→ **What the task requires**: Convert everything below, from the line containing "This is a quality-assurance pass. Enumerate every stone gable" down to the line containing "xmin=440 ymin=179 xmax=469 ymax=200", into a Markdown table with the columns Line and Text. Number each line and leave out any blank lines.

→ **Given data**:
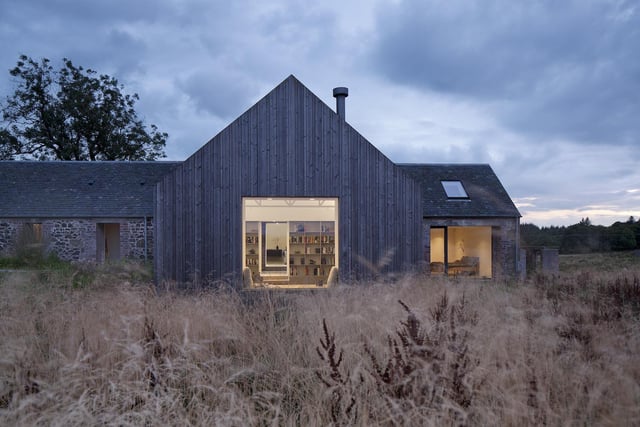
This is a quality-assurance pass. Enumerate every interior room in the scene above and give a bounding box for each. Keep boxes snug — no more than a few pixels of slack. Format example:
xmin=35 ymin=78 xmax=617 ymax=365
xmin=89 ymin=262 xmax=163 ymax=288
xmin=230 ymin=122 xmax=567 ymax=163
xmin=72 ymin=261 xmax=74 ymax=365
xmin=242 ymin=197 xmax=339 ymax=288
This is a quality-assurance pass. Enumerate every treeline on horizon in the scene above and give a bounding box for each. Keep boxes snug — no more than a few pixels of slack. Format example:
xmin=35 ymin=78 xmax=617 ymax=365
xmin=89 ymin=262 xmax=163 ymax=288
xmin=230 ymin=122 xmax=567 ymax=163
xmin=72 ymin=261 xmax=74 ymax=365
xmin=520 ymin=217 xmax=640 ymax=254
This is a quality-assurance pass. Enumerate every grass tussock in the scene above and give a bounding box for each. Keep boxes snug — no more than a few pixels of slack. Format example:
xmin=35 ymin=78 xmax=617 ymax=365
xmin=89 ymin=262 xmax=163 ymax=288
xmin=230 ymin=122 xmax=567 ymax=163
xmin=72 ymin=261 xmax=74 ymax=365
xmin=0 ymin=268 xmax=640 ymax=426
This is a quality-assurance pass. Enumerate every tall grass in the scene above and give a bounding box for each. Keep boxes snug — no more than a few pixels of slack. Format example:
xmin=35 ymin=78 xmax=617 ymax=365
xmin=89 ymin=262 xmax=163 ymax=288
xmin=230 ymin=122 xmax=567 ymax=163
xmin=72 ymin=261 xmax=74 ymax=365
xmin=0 ymin=268 xmax=640 ymax=426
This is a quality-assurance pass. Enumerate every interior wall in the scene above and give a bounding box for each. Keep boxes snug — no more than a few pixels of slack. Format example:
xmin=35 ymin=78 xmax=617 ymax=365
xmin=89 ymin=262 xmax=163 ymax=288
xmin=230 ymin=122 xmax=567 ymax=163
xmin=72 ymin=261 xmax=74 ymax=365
xmin=429 ymin=228 xmax=444 ymax=262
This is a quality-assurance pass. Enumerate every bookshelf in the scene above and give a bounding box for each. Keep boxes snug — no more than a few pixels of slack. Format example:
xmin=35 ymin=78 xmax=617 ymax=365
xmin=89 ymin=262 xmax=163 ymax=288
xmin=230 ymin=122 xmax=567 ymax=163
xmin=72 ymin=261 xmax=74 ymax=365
xmin=289 ymin=221 xmax=336 ymax=286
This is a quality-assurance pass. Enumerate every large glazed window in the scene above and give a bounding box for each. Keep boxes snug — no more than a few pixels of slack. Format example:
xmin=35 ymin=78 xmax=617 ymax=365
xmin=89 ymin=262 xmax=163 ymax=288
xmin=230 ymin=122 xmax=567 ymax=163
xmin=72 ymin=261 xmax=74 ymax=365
xmin=242 ymin=197 xmax=339 ymax=288
xmin=430 ymin=227 xmax=492 ymax=277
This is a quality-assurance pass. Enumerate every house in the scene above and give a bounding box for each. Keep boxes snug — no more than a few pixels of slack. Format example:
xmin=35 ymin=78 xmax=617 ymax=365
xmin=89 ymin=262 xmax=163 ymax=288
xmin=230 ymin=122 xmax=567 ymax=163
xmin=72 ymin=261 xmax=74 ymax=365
xmin=0 ymin=76 xmax=520 ymax=289
xmin=154 ymin=76 xmax=520 ymax=288
xmin=400 ymin=164 xmax=520 ymax=277
xmin=0 ymin=161 xmax=177 ymax=262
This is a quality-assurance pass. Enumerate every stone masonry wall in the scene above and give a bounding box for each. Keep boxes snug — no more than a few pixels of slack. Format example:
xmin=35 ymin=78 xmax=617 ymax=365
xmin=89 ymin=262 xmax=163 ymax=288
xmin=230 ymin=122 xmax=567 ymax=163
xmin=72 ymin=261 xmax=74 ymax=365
xmin=0 ymin=219 xmax=20 ymax=256
xmin=0 ymin=218 xmax=153 ymax=262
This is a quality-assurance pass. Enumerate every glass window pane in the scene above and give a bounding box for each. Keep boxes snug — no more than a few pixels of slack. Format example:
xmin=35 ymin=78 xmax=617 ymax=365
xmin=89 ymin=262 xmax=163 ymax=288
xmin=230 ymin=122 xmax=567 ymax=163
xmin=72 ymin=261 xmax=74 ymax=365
xmin=441 ymin=181 xmax=469 ymax=199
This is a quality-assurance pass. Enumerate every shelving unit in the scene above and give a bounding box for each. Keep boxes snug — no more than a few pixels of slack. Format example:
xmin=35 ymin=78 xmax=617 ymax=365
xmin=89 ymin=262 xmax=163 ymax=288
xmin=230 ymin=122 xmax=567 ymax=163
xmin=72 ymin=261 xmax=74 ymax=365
xmin=289 ymin=221 xmax=336 ymax=286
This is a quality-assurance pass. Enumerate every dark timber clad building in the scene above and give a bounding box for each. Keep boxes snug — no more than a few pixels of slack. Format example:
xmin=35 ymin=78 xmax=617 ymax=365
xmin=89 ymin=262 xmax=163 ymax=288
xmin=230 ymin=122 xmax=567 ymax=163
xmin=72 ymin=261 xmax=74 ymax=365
xmin=155 ymin=76 xmax=422 ymax=286
xmin=154 ymin=76 xmax=520 ymax=287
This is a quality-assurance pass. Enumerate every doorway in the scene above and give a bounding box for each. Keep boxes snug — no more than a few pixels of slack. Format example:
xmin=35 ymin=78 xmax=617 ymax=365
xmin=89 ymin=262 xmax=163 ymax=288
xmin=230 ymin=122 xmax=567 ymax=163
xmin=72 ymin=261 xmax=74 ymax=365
xmin=429 ymin=226 xmax=492 ymax=278
xmin=96 ymin=223 xmax=120 ymax=262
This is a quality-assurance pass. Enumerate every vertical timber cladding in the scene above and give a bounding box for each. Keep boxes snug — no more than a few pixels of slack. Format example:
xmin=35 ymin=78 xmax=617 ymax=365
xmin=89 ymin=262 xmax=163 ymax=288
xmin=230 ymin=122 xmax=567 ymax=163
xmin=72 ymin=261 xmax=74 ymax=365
xmin=155 ymin=76 xmax=422 ymax=282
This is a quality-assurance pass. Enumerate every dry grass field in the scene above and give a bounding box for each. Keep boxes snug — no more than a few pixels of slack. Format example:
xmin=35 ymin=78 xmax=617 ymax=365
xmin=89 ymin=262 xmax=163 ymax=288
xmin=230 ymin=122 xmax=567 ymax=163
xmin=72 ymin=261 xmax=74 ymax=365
xmin=0 ymin=257 xmax=640 ymax=426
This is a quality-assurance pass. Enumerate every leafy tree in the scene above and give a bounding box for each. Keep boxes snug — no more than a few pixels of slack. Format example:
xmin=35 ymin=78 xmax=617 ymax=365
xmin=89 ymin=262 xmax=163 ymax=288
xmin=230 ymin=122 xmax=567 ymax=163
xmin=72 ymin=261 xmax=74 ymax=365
xmin=0 ymin=55 xmax=167 ymax=160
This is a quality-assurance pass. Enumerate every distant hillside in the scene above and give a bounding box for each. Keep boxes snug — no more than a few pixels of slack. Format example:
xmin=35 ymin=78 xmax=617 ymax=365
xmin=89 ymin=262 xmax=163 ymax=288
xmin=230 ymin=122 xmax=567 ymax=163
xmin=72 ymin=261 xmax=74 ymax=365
xmin=520 ymin=217 xmax=640 ymax=254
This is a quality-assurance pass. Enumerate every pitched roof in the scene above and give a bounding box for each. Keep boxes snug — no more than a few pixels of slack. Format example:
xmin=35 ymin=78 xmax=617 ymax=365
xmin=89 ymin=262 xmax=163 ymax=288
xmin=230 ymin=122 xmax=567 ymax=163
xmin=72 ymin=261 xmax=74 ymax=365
xmin=398 ymin=164 xmax=521 ymax=218
xmin=0 ymin=161 xmax=179 ymax=218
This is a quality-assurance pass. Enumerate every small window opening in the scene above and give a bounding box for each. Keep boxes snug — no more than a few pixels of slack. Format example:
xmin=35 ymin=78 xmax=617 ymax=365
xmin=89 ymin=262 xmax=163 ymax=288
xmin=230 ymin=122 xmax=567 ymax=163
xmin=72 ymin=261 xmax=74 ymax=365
xmin=441 ymin=181 xmax=469 ymax=199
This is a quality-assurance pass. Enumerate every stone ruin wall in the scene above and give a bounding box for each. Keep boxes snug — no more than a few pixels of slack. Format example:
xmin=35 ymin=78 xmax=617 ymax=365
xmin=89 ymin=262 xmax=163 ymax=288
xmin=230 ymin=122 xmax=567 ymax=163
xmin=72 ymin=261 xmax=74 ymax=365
xmin=0 ymin=218 xmax=153 ymax=262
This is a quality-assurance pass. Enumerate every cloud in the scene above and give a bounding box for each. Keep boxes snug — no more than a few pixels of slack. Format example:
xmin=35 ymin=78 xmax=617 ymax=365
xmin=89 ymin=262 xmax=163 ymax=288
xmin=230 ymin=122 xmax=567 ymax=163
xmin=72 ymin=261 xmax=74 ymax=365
xmin=371 ymin=0 xmax=640 ymax=145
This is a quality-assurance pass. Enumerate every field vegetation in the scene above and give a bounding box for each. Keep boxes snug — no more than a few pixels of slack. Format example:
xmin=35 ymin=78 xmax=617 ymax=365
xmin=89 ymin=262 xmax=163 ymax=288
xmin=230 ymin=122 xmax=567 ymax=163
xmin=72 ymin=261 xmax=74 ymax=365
xmin=0 ymin=254 xmax=640 ymax=426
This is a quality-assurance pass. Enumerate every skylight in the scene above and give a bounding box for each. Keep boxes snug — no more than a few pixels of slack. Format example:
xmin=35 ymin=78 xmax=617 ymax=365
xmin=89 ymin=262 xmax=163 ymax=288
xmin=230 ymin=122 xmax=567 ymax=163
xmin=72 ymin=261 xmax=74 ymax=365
xmin=441 ymin=181 xmax=469 ymax=199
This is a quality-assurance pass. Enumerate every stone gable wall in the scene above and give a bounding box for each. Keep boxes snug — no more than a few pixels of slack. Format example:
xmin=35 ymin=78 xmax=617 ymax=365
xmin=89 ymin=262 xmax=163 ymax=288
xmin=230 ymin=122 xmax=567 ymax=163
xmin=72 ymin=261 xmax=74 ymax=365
xmin=0 ymin=218 xmax=153 ymax=262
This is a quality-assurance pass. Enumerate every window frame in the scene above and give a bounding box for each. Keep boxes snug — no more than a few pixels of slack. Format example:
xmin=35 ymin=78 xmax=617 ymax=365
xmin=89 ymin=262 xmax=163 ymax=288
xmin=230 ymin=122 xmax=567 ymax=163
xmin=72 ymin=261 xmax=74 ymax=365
xmin=440 ymin=179 xmax=469 ymax=200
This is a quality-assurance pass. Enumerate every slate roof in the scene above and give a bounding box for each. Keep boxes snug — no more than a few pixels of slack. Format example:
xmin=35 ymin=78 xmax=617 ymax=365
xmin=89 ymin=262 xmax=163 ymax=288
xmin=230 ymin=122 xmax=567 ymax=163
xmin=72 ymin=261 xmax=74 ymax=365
xmin=398 ymin=164 xmax=521 ymax=218
xmin=0 ymin=161 xmax=179 ymax=218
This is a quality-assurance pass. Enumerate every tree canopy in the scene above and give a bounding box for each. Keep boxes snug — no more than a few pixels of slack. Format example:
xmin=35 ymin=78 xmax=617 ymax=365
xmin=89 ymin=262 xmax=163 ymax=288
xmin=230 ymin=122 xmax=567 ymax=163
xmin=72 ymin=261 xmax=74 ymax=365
xmin=0 ymin=55 xmax=168 ymax=160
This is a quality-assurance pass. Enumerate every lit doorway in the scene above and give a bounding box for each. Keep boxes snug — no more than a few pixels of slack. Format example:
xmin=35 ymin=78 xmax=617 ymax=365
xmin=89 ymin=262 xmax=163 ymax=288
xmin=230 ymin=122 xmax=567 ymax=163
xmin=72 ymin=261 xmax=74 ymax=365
xmin=96 ymin=223 xmax=120 ymax=262
xmin=242 ymin=197 xmax=339 ymax=288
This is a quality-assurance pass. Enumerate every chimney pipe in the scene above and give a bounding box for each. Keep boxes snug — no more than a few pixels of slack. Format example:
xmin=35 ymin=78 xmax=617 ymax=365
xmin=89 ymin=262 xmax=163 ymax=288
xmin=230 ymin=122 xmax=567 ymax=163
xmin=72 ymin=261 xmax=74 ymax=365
xmin=333 ymin=87 xmax=349 ymax=120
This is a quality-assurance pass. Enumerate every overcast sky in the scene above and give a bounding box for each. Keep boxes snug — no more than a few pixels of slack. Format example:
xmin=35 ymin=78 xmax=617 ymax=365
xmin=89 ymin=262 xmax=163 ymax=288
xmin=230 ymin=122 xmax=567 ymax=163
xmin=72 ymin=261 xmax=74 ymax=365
xmin=0 ymin=0 xmax=640 ymax=226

→ **Correct response**:
| Line | Text |
|---|---|
| 1 | This is a quality-assurance pass. Enumerate every stone gable wall in the scene above and give a bounding box for each. Keep boxes snug — no more than a few pixels of slack. Format example: |
| 2 | xmin=35 ymin=78 xmax=617 ymax=365 |
| 3 | xmin=89 ymin=262 xmax=163 ymax=288 |
| 4 | xmin=230 ymin=122 xmax=567 ymax=163 |
| 5 | xmin=72 ymin=261 xmax=74 ymax=365 |
| 6 | xmin=0 ymin=218 xmax=153 ymax=262 |
| 7 | This is a quality-assurance pass. Enumerate every window frame in the scene above and give a bounding box for each. Keep boxes snug — no more than a few pixels of slack. Format example: |
| 8 | xmin=35 ymin=78 xmax=617 ymax=365 |
| 9 | xmin=89 ymin=262 xmax=163 ymax=288 |
| 10 | xmin=230 ymin=122 xmax=567 ymax=163 |
| 11 | xmin=72 ymin=261 xmax=74 ymax=365 |
| 12 | xmin=440 ymin=179 xmax=469 ymax=200 |